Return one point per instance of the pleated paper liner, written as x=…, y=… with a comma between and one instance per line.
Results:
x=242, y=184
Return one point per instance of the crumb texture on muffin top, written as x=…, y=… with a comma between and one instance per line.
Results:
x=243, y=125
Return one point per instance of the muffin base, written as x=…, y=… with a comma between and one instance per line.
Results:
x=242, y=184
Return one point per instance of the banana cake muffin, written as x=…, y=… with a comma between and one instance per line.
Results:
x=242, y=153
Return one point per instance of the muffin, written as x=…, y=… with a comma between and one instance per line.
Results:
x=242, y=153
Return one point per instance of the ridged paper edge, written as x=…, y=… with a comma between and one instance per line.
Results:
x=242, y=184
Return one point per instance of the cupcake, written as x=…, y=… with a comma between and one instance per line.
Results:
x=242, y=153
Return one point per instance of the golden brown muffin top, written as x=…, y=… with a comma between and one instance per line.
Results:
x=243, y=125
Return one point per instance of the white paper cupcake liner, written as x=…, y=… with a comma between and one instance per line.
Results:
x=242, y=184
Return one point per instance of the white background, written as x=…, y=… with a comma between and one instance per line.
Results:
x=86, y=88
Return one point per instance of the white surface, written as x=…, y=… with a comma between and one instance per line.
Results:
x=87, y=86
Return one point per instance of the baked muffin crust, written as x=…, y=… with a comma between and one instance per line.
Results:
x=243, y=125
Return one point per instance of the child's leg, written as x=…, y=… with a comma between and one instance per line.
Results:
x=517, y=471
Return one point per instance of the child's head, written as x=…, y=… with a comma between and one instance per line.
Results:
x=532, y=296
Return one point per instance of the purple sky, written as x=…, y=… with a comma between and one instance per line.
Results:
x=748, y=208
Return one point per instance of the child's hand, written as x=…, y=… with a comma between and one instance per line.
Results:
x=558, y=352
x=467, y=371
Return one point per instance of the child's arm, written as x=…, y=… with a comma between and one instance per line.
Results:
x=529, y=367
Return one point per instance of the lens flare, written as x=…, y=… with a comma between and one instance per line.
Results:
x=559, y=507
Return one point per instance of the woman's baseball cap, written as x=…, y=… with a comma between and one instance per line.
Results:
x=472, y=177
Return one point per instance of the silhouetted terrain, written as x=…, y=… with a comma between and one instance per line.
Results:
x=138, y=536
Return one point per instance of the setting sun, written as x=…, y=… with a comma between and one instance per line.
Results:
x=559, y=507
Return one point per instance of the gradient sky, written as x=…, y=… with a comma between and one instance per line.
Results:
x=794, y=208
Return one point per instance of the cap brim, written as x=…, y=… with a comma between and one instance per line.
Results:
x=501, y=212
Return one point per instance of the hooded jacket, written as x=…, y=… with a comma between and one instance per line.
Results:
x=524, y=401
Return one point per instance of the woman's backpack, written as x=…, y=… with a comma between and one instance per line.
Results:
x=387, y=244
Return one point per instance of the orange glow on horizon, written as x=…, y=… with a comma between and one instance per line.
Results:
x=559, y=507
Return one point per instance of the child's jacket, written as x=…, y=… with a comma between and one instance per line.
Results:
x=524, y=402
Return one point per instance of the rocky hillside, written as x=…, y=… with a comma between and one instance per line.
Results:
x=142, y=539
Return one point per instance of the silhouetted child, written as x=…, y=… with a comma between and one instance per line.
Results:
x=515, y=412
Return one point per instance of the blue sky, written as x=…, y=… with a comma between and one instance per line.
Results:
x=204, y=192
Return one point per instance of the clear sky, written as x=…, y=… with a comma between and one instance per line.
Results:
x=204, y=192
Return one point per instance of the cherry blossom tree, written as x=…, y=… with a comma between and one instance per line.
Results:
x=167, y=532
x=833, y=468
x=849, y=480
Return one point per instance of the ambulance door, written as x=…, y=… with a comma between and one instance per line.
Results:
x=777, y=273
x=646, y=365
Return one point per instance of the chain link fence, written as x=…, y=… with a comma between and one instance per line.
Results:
_ _ _ _
#### REQUIRED WORK
Copy each line holding "cupcake" from the material above.

#### RESPONSE TO THIS EXERCISE
Return one point per instance of the cupcake, written as x=…, y=… with a comma between and one instance per line.
Return one point per instance of the white paper cupcake liner, written as x=…, y=… with a comma between and one instance per line.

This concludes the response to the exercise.